__Task brief__
All the data should be repeated exactly. Any image in it is left out.

---

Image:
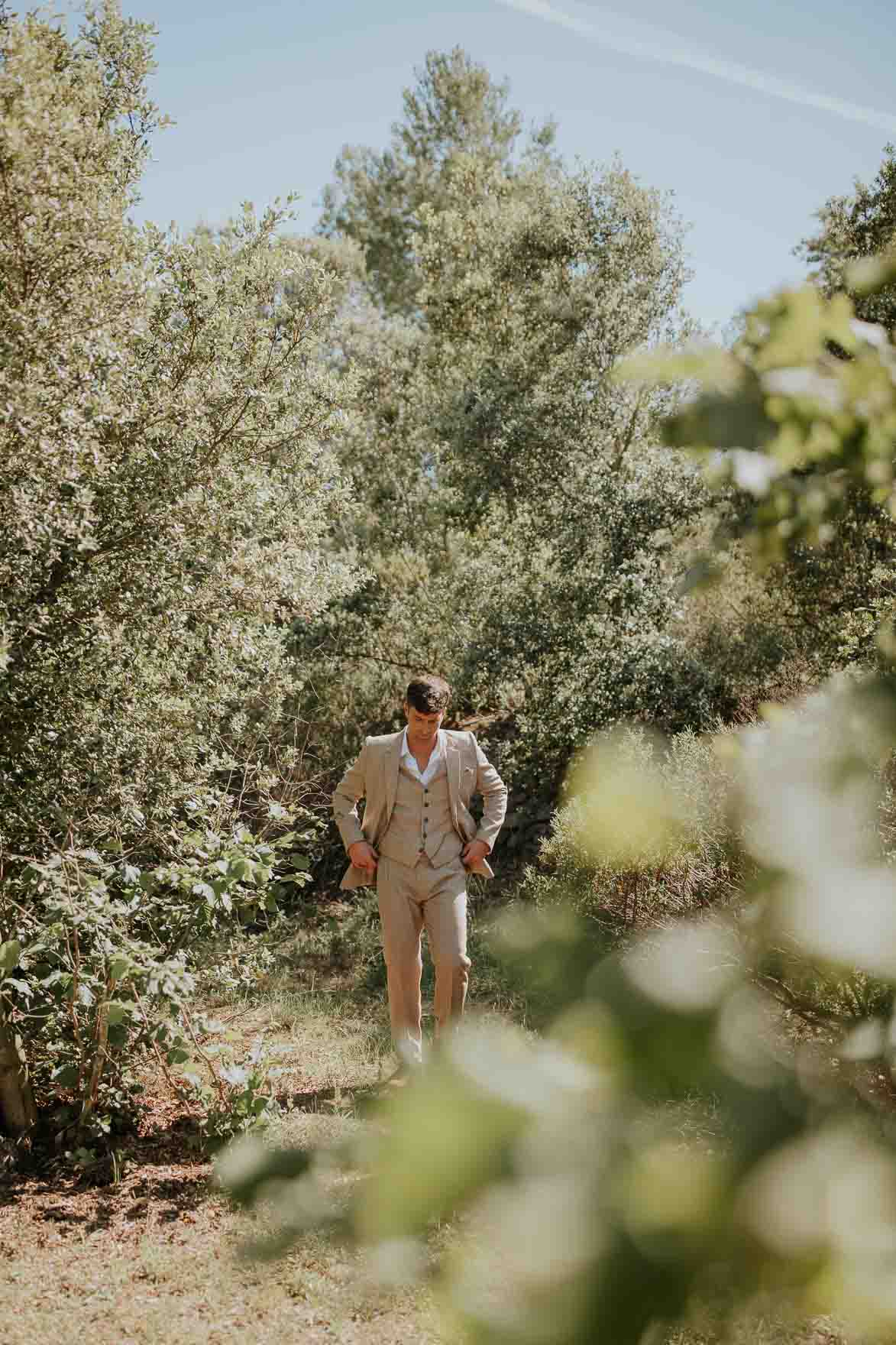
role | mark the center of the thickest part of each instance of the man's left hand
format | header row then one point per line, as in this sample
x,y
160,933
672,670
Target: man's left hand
x,y
473,853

---

__Task solution__
Image:
role | mark the center of the thickest part of each instance of the man's left hand
format | header row then one point per line, as in this sample
x,y
160,933
672,670
Target: man's left hand
x,y
473,853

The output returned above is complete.